• Exercise: Present the lines below as a numbered list, leaving out blank lines and the pictures.

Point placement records
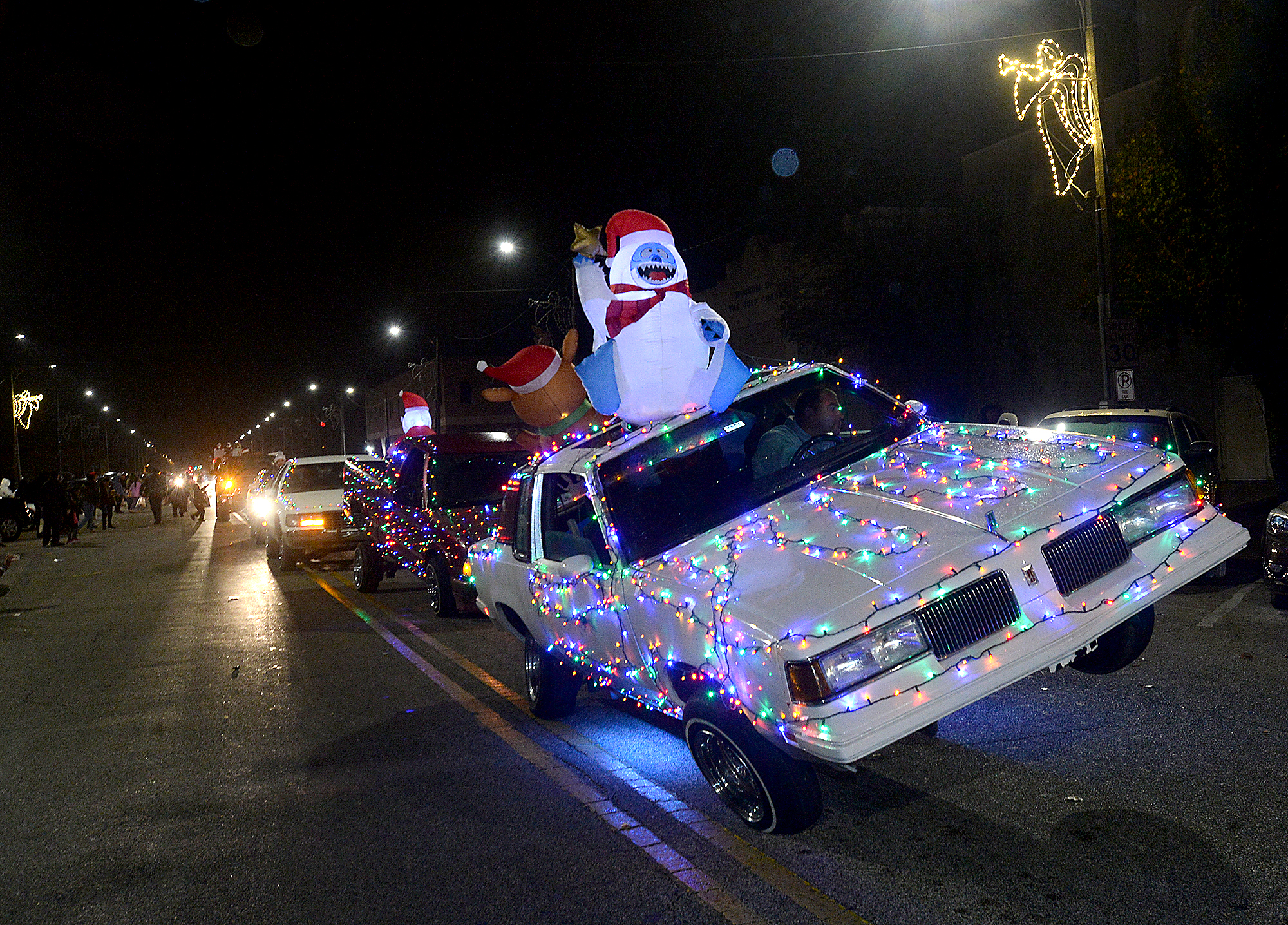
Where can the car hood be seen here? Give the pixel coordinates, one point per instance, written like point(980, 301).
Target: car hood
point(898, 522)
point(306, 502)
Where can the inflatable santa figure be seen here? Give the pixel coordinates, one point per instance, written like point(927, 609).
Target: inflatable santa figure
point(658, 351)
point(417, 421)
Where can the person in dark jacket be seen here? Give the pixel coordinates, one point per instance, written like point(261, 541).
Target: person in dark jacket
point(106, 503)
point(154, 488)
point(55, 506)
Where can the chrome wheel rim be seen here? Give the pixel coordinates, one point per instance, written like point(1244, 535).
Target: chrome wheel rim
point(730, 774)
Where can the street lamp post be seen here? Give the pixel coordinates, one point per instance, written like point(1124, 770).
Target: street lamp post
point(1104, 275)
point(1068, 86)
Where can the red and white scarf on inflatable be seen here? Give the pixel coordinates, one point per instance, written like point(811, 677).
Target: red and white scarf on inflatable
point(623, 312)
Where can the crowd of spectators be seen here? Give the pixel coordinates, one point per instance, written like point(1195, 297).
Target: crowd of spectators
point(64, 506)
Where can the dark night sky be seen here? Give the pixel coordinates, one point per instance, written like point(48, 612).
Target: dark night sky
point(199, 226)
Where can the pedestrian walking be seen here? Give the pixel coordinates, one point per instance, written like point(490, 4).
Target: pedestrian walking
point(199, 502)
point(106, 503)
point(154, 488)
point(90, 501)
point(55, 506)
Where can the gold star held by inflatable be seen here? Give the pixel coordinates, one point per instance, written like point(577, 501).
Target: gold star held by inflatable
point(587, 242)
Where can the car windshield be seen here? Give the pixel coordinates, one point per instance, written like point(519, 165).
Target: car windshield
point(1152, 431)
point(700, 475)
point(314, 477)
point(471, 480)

• Written answer:
1. Where can the car hood be seen here? Give the pixel coordinates, one point per instance, written like point(980, 301).
2. Target: car hood
3. point(898, 522)
4. point(306, 502)
5. Where can the inflatable santa figure be seen here? Give the pixel coordinates, one point per instance, written like point(927, 609).
6. Target: inflatable santa figure
7. point(658, 351)
8. point(417, 421)
9. Where can the person in dark jacket be seen here? Give the pixel coordinates, one point per instance, written like point(261, 541).
10. Target: person in dark jacket
11. point(106, 503)
12. point(154, 488)
13. point(55, 506)
14. Where can the chrome wheel rim be seen here? Give the pixel coordinates, one point per instance, written like point(1244, 535).
15. Target: chrome wheel rim
16. point(730, 774)
17. Where can the street lamp post be seen here? Give the pixel coordinates, one point per instance, written like point(1124, 770).
18. Target: street lamp post
19. point(1104, 275)
20. point(1068, 86)
21. Where can the red and white scarf on inflatable be seen here? Give the pixel coordinates, one point per instance, written like point(811, 677).
22. Target: red and white scarf on inflatable
23. point(623, 312)
24. Where can the crowd of spectators be seen here? Give the pixel coordinates, one point per instance, written like point(1195, 297).
25. Target: crowd of spectators
26. point(64, 506)
27. Where can the dark night sky be seen here? Give the pixel coordinates, one point per instance, written like point(48, 612).
28. Target: dark night sky
29. point(199, 226)
30. Where can the pedestrian walking be seen here? Give the pixel coordinates, one point per instance, written like point(490, 4).
31. Target: pedestrian walking
32. point(199, 502)
33. point(106, 503)
34. point(154, 488)
35. point(90, 501)
36. point(55, 506)
37. Where can the gold star held by inflatable be seen here? Give the pixel coordinates, one point per instance, written like point(577, 501).
38. Target: gold star held by inflatable
39. point(587, 242)
40. Where can the car windshield be seen here? Give the pixel coordinates, one point per instance, written like point(519, 165).
41. Target: car windshield
42. point(1152, 431)
43. point(700, 475)
44. point(314, 477)
45. point(471, 480)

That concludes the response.